The exercise ▸ In the entries that follow, locate the line with "black football pants", then restate that line and all later lines exactly as they appear, leaving pictures out.

Coordinate labeling data:
-------
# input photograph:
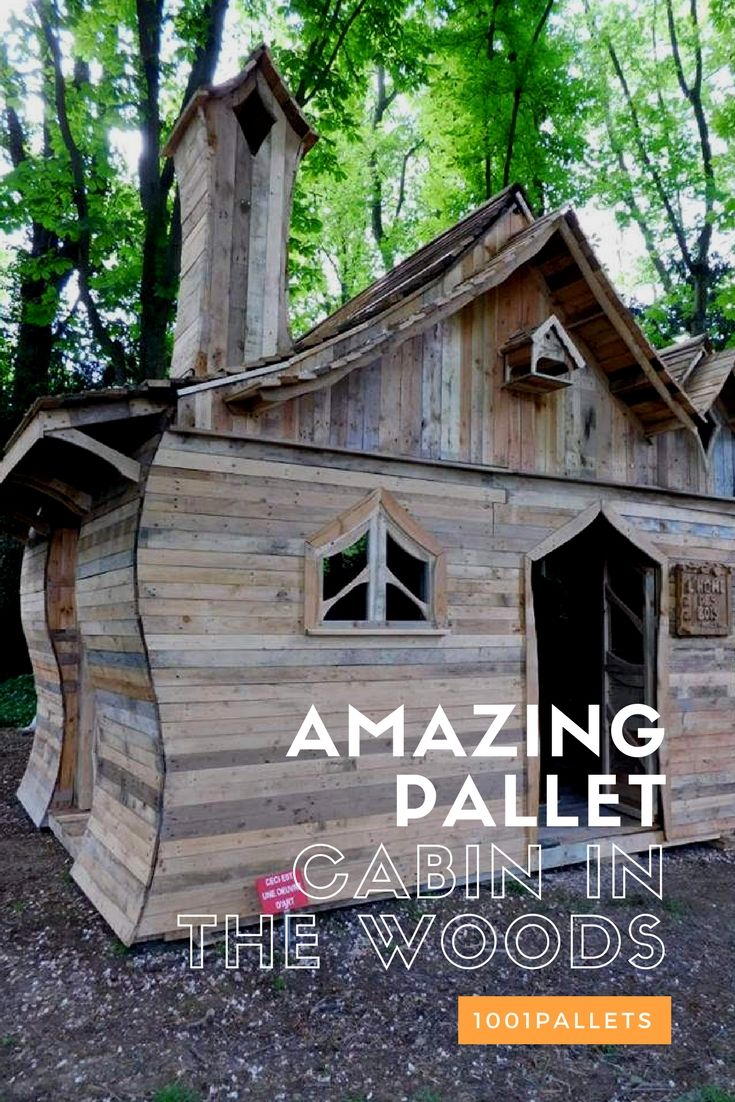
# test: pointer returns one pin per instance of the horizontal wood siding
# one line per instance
(220, 577)
(36, 788)
(117, 853)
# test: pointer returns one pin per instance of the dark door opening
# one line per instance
(595, 602)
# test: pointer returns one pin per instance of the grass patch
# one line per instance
(17, 701)
(706, 1094)
(176, 1092)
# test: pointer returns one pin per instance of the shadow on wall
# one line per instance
(13, 651)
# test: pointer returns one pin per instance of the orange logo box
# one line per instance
(564, 1019)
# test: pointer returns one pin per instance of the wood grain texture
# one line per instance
(223, 538)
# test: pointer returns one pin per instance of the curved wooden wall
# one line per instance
(39, 782)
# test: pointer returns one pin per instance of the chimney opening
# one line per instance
(255, 120)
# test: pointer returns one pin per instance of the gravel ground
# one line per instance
(83, 1018)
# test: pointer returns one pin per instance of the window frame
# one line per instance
(380, 515)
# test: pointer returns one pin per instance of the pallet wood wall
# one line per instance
(118, 847)
(220, 581)
(39, 781)
(440, 395)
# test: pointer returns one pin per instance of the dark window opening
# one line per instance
(399, 607)
(410, 571)
(552, 367)
(255, 120)
(341, 569)
(353, 606)
(708, 430)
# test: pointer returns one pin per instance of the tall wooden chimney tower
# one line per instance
(236, 150)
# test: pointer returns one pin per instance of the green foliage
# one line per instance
(660, 152)
(17, 701)
(176, 1092)
(708, 1094)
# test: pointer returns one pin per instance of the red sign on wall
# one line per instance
(280, 892)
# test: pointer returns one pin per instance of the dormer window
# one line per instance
(375, 569)
(540, 360)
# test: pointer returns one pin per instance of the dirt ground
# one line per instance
(82, 1018)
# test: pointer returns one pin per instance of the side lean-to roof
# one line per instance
(445, 274)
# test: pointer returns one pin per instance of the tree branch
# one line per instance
(518, 90)
(111, 348)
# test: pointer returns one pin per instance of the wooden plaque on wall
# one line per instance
(703, 598)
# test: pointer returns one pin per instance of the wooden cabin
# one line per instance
(476, 482)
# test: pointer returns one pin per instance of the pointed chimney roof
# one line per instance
(236, 149)
(262, 60)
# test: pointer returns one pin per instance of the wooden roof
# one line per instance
(429, 285)
(680, 358)
(705, 381)
(261, 61)
(66, 447)
(420, 268)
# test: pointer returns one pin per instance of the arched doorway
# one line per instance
(597, 612)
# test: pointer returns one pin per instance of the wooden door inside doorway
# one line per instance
(75, 774)
(596, 615)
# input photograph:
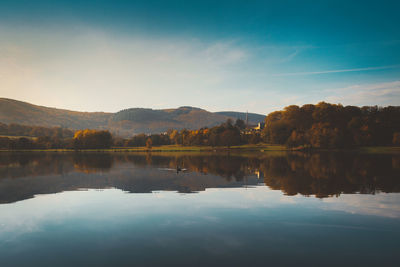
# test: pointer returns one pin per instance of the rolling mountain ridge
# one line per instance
(125, 122)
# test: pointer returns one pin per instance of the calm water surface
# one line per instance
(126, 209)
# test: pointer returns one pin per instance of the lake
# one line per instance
(228, 209)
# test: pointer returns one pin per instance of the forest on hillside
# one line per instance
(310, 126)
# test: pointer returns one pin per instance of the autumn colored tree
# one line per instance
(149, 143)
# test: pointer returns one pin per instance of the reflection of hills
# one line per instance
(24, 175)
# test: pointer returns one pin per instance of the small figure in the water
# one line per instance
(178, 169)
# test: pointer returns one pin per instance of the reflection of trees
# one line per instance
(93, 162)
(319, 174)
(331, 174)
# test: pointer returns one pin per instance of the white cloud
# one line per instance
(387, 93)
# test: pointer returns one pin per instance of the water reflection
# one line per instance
(23, 175)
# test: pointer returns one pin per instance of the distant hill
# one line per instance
(125, 122)
(13, 111)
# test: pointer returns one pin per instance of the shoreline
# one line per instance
(241, 148)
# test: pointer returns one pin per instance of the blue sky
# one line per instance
(218, 55)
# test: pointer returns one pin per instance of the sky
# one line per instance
(256, 56)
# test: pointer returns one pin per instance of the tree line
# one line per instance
(333, 126)
(310, 126)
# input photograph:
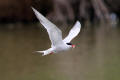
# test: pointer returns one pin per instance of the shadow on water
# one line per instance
(96, 56)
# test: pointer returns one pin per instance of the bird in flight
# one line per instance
(57, 43)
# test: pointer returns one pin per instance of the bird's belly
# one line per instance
(60, 49)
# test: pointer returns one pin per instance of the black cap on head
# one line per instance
(68, 43)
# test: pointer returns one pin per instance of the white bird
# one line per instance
(57, 43)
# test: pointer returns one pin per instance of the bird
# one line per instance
(55, 34)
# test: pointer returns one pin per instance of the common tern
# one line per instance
(57, 43)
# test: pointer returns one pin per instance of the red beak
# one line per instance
(73, 46)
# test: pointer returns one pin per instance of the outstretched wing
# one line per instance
(73, 32)
(55, 33)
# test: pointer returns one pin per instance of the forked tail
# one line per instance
(42, 52)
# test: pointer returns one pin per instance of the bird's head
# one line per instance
(71, 45)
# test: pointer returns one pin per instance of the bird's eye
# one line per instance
(68, 43)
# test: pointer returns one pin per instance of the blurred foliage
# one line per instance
(63, 11)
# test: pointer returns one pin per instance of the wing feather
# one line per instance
(73, 32)
(55, 33)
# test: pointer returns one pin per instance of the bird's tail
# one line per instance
(43, 52)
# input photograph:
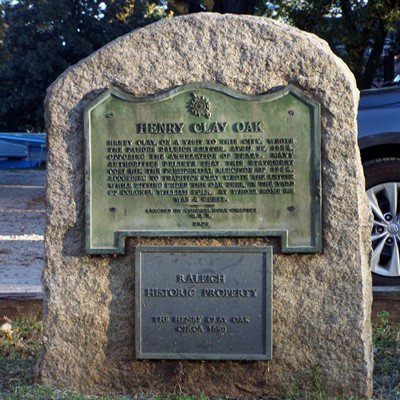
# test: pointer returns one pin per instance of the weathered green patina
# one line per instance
(203, 160)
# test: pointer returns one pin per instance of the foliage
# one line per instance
(386, 338)
(20, 344)
(43, 39)
(21, 338)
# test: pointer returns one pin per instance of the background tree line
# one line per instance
(39, 39)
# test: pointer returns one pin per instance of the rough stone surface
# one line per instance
(322, 302)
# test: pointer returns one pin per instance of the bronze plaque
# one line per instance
(202, 160)
(204, 303)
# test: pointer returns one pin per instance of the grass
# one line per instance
(21, 342)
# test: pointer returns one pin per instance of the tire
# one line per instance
(382, 179)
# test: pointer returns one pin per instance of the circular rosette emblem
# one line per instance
(200, 106)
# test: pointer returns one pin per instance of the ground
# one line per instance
(22, 215)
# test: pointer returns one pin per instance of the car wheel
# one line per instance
(382, 177)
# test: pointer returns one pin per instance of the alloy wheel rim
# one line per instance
(384, 199)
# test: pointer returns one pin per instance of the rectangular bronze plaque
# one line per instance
(202, 160)
(204, 303)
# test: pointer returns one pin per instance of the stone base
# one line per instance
(322, 302)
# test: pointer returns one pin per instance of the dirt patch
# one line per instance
(22, 214)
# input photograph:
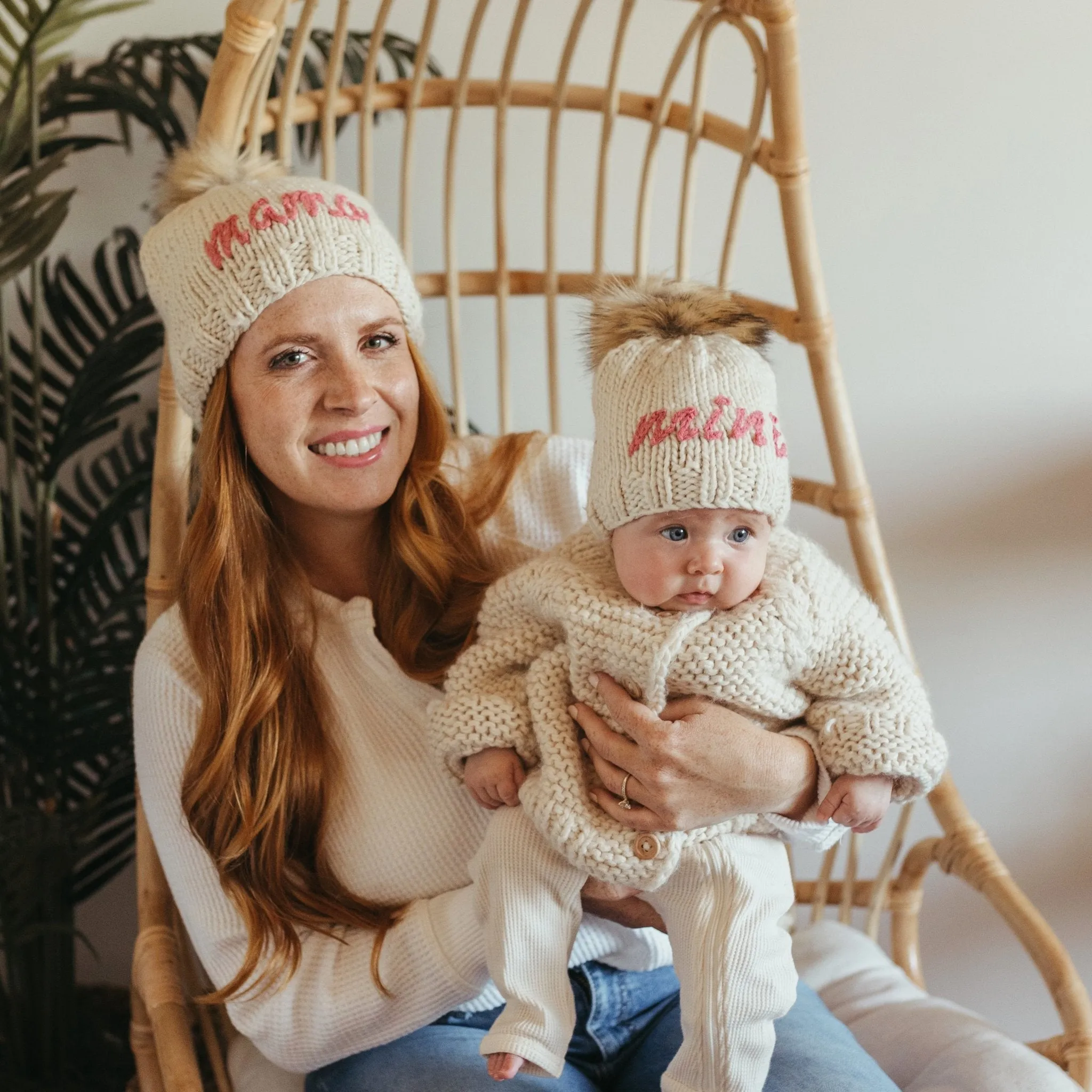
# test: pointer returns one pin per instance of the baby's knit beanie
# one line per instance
(237, 235)
(686, 407)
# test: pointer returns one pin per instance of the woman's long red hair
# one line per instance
(256, 784)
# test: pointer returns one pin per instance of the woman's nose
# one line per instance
(350, 388)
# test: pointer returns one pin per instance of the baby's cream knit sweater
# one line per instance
(807, 647)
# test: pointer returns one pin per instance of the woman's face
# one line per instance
(326, 395)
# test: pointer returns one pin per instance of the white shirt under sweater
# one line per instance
(400, 829)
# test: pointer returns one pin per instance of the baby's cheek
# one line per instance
(645, 581)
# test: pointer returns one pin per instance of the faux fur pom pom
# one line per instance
(203, 166)
(668, 309)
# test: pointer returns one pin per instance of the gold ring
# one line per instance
(625, 803)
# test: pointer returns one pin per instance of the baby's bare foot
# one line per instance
(504, 1067)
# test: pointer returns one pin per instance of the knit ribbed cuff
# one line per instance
(459, 935)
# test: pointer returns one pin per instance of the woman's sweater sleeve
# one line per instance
(869, 707)
(485, 698)
(433, 959)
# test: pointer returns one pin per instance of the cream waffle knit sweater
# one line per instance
(808, 645)
(400, 829)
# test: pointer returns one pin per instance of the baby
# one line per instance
(684, 581)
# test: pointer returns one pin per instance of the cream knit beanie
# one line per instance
(237, 235)
(686, 407)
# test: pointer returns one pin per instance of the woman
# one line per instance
(332, 571)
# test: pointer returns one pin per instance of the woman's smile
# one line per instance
(351, 448)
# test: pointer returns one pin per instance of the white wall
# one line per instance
(950, 147)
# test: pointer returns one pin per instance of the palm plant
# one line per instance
(73, 598)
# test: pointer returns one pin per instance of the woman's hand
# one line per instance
(617, 903)
(696, 765)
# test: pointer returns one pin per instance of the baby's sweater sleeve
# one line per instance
(485, 700)
(869, 707)
(433, 959)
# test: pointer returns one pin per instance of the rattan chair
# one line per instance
(237, 114)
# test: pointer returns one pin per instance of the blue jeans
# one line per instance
(627, 1032)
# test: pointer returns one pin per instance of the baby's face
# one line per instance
(699, 559)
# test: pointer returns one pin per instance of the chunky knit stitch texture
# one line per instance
(218, 260)
(686, 407)
(809, 645)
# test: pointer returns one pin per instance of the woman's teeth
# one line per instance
(358, 447)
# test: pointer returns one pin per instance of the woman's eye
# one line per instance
(380, 341)
(291, 358)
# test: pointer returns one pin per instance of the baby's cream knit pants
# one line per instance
(722, 909)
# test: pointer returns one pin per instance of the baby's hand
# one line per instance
(860, 803)
(494, 777)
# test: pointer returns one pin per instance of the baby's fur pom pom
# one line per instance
(668, 309)
(202, 166)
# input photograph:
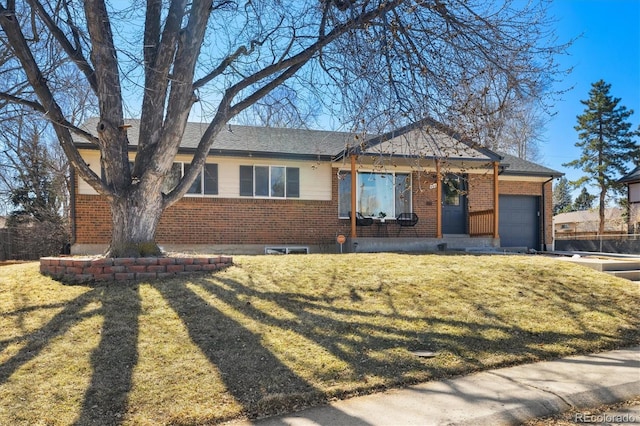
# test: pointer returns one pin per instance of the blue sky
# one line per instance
(609, 49)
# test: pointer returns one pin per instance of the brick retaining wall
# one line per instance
(83, 270)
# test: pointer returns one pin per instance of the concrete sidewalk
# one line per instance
(505, 396)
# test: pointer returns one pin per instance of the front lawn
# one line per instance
(277, 333)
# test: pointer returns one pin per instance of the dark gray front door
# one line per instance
(454, 204)
(519, 223)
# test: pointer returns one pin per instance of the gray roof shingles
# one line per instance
(285, 142)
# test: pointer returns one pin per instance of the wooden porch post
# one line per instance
(353, 196)
(438, 201)
(496, 196)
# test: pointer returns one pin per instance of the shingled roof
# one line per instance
(518, 167)
(255, 141)
(632, 177)
(426, 139)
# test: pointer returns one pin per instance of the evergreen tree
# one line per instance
(607, 142)
(584, 201)
(562, 196)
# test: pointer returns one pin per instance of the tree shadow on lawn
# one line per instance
(376, 353)
(105, 400)
(378, 356)
(256, 378)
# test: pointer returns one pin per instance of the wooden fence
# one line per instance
(481, 223)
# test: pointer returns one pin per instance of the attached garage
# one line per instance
(519, 223)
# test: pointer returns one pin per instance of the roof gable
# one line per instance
(515, 166)
(425, 139)
(631, 177)
(250, 140)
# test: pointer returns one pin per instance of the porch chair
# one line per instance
(407, 220)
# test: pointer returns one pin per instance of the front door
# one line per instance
(454, 204)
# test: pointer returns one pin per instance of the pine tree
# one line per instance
(607, 143)
(584, 201)
(562, 196)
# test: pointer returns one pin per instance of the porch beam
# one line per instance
(496, 196)
(438, 200)
(354, 177)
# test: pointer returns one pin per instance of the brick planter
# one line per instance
(84, 270)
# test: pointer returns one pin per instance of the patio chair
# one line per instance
(407, 220)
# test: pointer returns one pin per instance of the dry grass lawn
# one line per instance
(277, 333)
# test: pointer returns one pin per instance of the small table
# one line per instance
(382, 227)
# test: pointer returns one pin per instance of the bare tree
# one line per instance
(283, 107)
(387, 61)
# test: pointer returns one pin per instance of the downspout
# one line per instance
(496, 198)
(72, 205)
(354, 188)
(544, 215)
(438, 201)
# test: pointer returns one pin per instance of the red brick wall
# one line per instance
(268, 221)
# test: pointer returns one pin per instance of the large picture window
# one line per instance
(270, 181)
(388, 193)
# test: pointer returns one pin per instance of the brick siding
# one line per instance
(214, 221)
(75, 270)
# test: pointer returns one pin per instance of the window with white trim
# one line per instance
(206, 183)
(270, 181)
(389, 193)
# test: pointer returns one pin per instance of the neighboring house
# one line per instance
(632, 180)
(585, 223)
(273, 187)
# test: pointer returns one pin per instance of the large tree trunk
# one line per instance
(135, 218)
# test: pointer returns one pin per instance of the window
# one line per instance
(389, 193)
(270, 181)
(205, 184)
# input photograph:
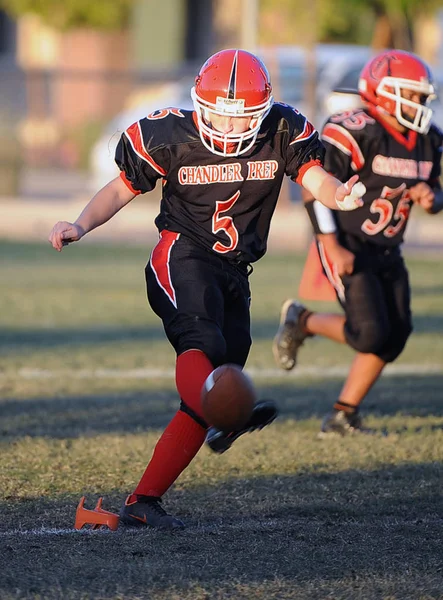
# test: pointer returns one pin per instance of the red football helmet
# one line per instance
(386, 75)
(232, 83)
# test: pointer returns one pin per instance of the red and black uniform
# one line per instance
(376, 297)
(214, 220)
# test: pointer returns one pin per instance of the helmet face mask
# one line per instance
(231, 83)
(384, 80)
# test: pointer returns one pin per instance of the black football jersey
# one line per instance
(223, 203)
(388, 163)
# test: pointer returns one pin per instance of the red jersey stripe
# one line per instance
(134, 135)
(308, 131)
(306, 167)
(343, 140)
(128, 183)
(160, 262)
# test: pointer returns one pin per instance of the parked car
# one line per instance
(159, 95)
(299, 78)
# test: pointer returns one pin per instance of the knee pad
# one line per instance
(369, 339)
(194, 333)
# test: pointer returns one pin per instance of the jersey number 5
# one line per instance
(225, 223)
(384, 208)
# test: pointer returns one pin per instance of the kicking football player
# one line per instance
(221, 168)
(393, 147)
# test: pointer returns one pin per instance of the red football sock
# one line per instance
(183, 437)
(191, 371)
(178, 445)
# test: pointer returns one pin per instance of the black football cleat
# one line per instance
(139, 511)
(263, 413)
(290, 334)
(340, 423)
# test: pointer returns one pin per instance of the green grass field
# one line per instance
(87, 385)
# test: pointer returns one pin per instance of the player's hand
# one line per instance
(342, 259)
(348, 196)
(423, 195)
(63, 233)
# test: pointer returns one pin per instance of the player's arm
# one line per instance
(331, 192)
(430, 199)
(103, 206)
(325, 230)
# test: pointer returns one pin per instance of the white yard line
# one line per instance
(257, 373)
(244, 525)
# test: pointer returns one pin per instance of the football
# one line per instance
(227, 398)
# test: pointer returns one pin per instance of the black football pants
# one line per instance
(377, 301)
(202, 298)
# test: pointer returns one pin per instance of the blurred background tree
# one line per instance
(69, 14)
(379, 23)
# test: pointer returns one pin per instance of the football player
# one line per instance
(396, 151)
(221, 168)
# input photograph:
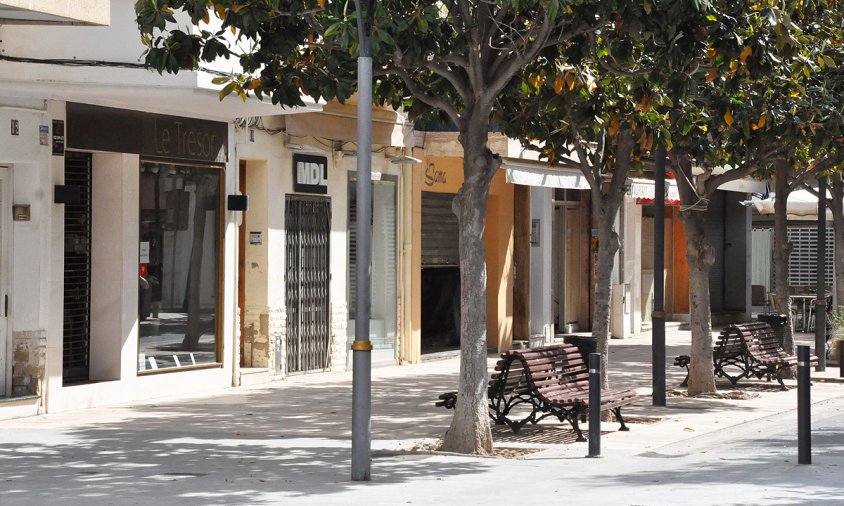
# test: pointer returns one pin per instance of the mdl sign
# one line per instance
(310, 174)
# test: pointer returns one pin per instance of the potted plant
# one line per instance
(836, 337)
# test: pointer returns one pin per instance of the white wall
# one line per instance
(30, 163)
(631, 256)
(114, 254)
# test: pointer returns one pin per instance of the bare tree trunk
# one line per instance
(782, 248)
(605, 209)
(836, 205)
(700, 256)
(194, 326)
(470, 431)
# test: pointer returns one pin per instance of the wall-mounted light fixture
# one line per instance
(67, 194)
(21, 212)
(404, 159)
(237, 203)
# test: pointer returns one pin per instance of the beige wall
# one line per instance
(93, 12)
(499, 251)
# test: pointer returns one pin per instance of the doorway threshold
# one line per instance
(440, 355)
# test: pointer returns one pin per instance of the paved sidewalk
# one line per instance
(289, 442)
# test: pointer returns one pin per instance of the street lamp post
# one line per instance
(362, 347)
(658, 313)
-------
Solved exercise ▸
# test: pointer returns one pin per instance of the black football pants
# one line per instance
(377, 301)
(202, 298)
# test: pointer returns one pin per instance of the blurred background tree
# one line per instance
(69, 14)
(379, 23)
# test: pointer returns one pin per instance of the football player
# one line per instance
(396, 151)
(221, 168)
# input photograph:
# test: pointer returns one pin per instance of the mdl sign
# one line per instance
(310, 174)
# test: pointer returns one pin per instance of the potted plant
# one line per instance
(836, 337)
# test: pointer returns one pin per instance of the white wall
# one line per instance
(30, 163)
(631, 256)
(114, 254)
# test: pointer returns one pin per instance of the bare tree trunk
# one line per instance
(782, 248)
(605, 209)
(836, 205)
(700, 256)
(194, 326)
(470, 431)
# test: pointer returns one pin per instance of the wall-mounted light fixture
# one line per instance
(67, 194)
(21, 212)
(404, 159)
(237, 203)
# test: pointer returns one pin per instance of the beige wall
# one line per instance
(93, 12)
(499, 251)
# test: pointer returns one pin per instance of the doorway threshold
# one line per instance
(440, 355)
# test: pointer returns one pin per instance of the paved sidewalk
# one line per instance
(289, 442)
# test: pointer returns one pin per instance of the street lamp post
# one line per instance
(362, 347)
(658, 313)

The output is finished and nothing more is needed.